Reading text >>
## Start

Saturday 5 January 2013

Is it wise to fly with an airline that has just had a major crash ?



Checking out my next travel options I was not too thrilled to discover that my next bus journey would be 15 hours to get back to Yangon! So I decided to fly and the only option for the time that I wanted was with Bagan Airlines, whose plane had recently crashed up north. What's the chances of lightening striking twice? Anyway as I write this I am back in Yangon and all is good - and I am relieved that I am making the most of this extra time by heading to a local park where there is a huge concert, celebrating Independence Day and you've guessed it - I am the only traveller here !!!! 

Life on the lake



The whole focus of heading to Inle lake is to explore life on the lake, so I took a boat with drivers for the day and I have to say it was one if the best travelling days ever!!! The river is fascinating, teaming with bird life, amazing fishermen, using the same fishing methods to fish as they would have hundreds if years ago. There are temples, towns,  markets and newly opened restaurants all round the lake and you could be here for days discovering all that is to explore,, but the usual room supply and demand has meant that I only have two night, but I am amazed that mrs Jasmine in Mandalay even managed this!!!! 
So after a day of getting on and off the narrow boat and sitting in the sunlight, we were all knackered and needed to be revived by a cold beer and beautiful sunset!!!  The next day we headed to a local market on the nearby shore line and then checked into a guest house in town and biked up to the local vineyard to have a wine tasting session and watch sunset over the lake from the hills - stunning!!! 

I've found paradise



This wasn't too hard, as I was staying at the paradise Inle resort, which was a taste paradise. Reached only by boat,  it is a resort on the lake completely on stilts and water locked. I felt like a VIP arriving by boat and then checking into my bungalow to rest, after dozing in reception until my room was cleaned! 
So after a really lazy day I was watching sunset from the sun lounger when I got chatting to two other solo travellers and it was then when we started to celebrate new year - a few beers and a few more whiskies made sure that we were fully toasting 2013 in style! 

Chasing monks


Killing time before I had to head to the train station to catch my ten o'clock train,  I walked up to the main intersection and saw the nuns walking around the town collecting their evening offerings of rice from the devout across town. Of course I stopped and took some pictures and by the time they got on their transport out of town they were all waving - what lucky timing. 
Burma, as most of its neighbours, is such a religiously devout country. Christians live alongside Hindus, Muslims but are small communities outside the ever present Buddhist faith, with golden temples on every hill, glittering in the sun and across all the land. 
It is so important to remember that the 'saffron uprising' in 2007 was led by the monks. They formed the 'All Burma monk alliance' and marched daily across all the major cities protesting against massive price rises and the militarily dictatorship. Predictably this ended with thousands of monks being jailed.

New year - another new destination


With the days ticking on I decided to leave Mandalay, having visited the tourist haunts and experienced both sunset and sun rise at the amazing U Bein bridge - the longest teak bridge in the world and at dawn and dusk it's traversed by monks and locals alike, which makes great photos!!!

## End

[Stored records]
## Start

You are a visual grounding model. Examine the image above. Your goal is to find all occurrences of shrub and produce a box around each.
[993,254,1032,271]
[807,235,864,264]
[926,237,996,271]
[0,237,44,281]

## End

Problems >>
**1.** According to the travel blog, what is the U Bein bridge?
**2.** Duplicate every stored row verbatim, keeping all of its lines.
The rows shown here are unrelated to the travel blog.

Results in order >>
**1.** It is the longest teak bridge in the world.

**2.**
You are a visual grounding model. Examine the image above. Your goal is to find all occurrences of shrub and produce a box around each.
[993,254,1032,271]
[807,235,864,264]
[926,237,996,271]
[0,237,44,281]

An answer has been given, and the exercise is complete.